*** Selected text

Since arriving, I’ve been struck by the outright earnesty in the business names. At first I laughed, often because I was taken by surprise in conversation – “you’ll like that neighborhood. They have lots of fresh food and a healthy butcher.” Sounds good, right? The next day, when I was walking around the neighborhood, I passed The Healthy Butcher. It’s the name of the store, not just a positive descriptor.

Once this initial realization hit me, I began to notice more and more examples. “Sushi-2-Go,” “Trendy Fabrics,” “No-Frills Grocery Mart,” “The Social Club,” “Canadian Tire,” (which is actually more of a home depot) and it goes on and on.

I was laughing about this with a friend here, and her response was “Don’t hate, we’re just straight up here.” Yeah, or unimaginative ;)

But when they DO get imaginative, they go all the way. My favourite examples: Shanghai Cowgirl (diner), Bovine Sex Club (bar), Future Shop (like Circuit City)

I’ll keep you updated if I encounter more….

Tuesday, January 6, 2009

Today I saw...

a car getting a ticket in downtown Toronto. That is not surprising. What IS, is that the officer writing the ticket was on a horse. ON A HORSE. Picture this: downtown Toronto, skyscrapers, bustling traffic, crowded sidewalk, streetcars ringing their bells, a car and driver pulled to the curb in front of a fancy high-end organic grocery store. Behind the car, two police officers on horses, looking down into the rear windshield as the man on the right writes the ticket. HORSES.

How do you get pulled over by a horse? They didn't even have lights.

I really wish I had my camera with me.

Monday, January 5, 2009

Thanks for all that info, CBC…

I’ve had a lot of time in the past few days to watch TV. One would think that, due to the proximity of the city of Toronto to the US (and vice versa) that TV in general and local commercials specifically would be relatively close to what we see in the US. What I’ve found, however, is that this is not the case. TV here differs in many ways, from the obvious to the very subtle. I have a feeling this will be an on-going topic, but here are some of the highlights I’ve noticed so far:

Best TV show name and concept: “Little Mosque on the Prairie,” about a Muslim family in the territories.

Best commercial, so far, is the Double Double twins, for fast food. http://www.youtube.com/watch?v=f7p-x46k07U. There are also a few awesome furniture store commercials, including one with some creepy old guy with a full beard: “the boxes are ooooooopening!!!!!”

Daytime TV: Steven and Chris. I’m really sad I’m not at home at 2 pm to watch these guys. It’s like gay Oprah and gay Martha do a talk show together. Unbelievable.

******
*** Record excerpts

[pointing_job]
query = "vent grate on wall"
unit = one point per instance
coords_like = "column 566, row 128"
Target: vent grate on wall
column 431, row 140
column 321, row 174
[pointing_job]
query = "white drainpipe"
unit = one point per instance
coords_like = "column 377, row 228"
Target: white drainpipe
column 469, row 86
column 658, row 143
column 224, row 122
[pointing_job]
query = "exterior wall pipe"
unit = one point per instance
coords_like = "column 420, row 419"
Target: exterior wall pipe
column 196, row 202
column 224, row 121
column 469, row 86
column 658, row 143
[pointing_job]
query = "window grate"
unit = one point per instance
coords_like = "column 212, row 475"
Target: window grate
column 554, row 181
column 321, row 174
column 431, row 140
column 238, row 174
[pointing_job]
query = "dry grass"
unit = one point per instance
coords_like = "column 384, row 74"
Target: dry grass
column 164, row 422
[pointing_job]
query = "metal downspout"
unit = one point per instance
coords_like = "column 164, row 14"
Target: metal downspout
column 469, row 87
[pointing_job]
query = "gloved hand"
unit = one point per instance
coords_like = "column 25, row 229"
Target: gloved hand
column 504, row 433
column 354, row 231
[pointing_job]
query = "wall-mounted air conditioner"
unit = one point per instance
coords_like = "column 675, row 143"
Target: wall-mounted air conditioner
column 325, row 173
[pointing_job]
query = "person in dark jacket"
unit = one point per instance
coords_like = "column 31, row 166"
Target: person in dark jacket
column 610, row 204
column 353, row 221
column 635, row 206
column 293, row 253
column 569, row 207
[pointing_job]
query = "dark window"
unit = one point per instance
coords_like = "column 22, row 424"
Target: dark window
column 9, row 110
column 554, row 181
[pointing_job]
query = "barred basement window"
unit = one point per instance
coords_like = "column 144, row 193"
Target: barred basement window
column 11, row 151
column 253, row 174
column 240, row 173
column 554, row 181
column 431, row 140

******
*** Record excerpts

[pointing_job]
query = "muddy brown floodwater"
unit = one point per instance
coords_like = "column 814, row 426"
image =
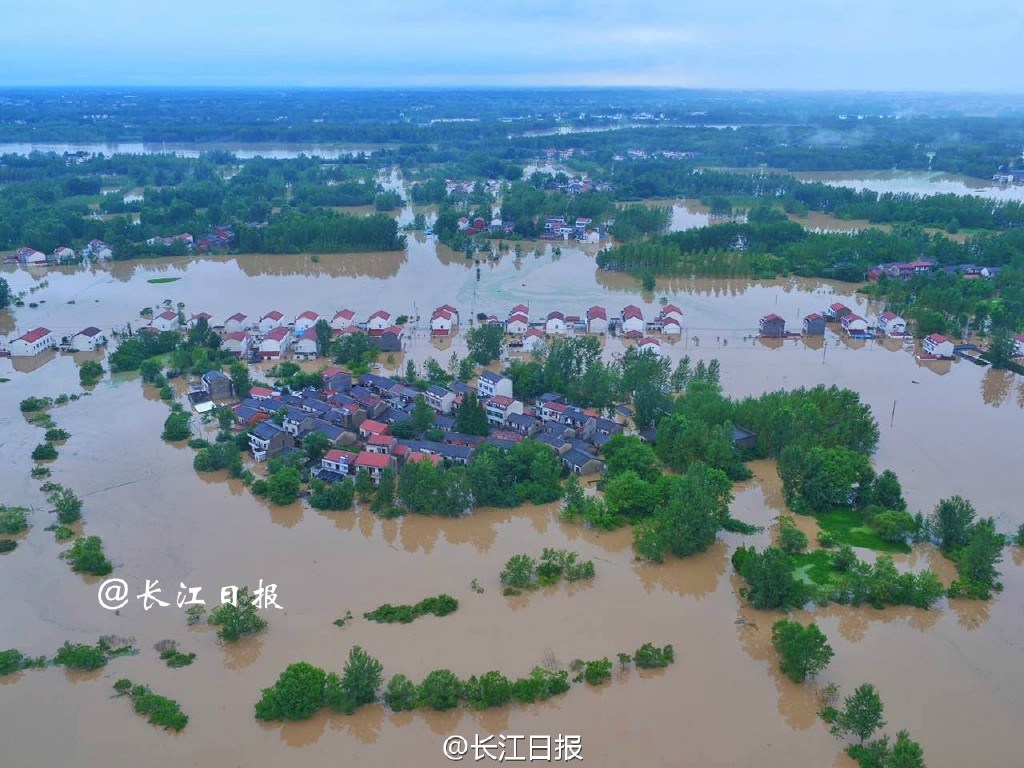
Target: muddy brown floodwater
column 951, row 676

******

Stated goal → Repeat everything in the Toronto blog text from "I was laughing" down to "(like Circuit City)", without changing a word.

Output for this exercise →
I was laughing about this with a friend here, and her response was “Don’t hate, we’re just straight up here.” Yeah, or unimaginative ;)

But when they DO get imaginative, they go all the way. My favourite examples: Shanghai Cowgirl (diner), Bovine Sex Club (bar), Future Shop (like Circuit City)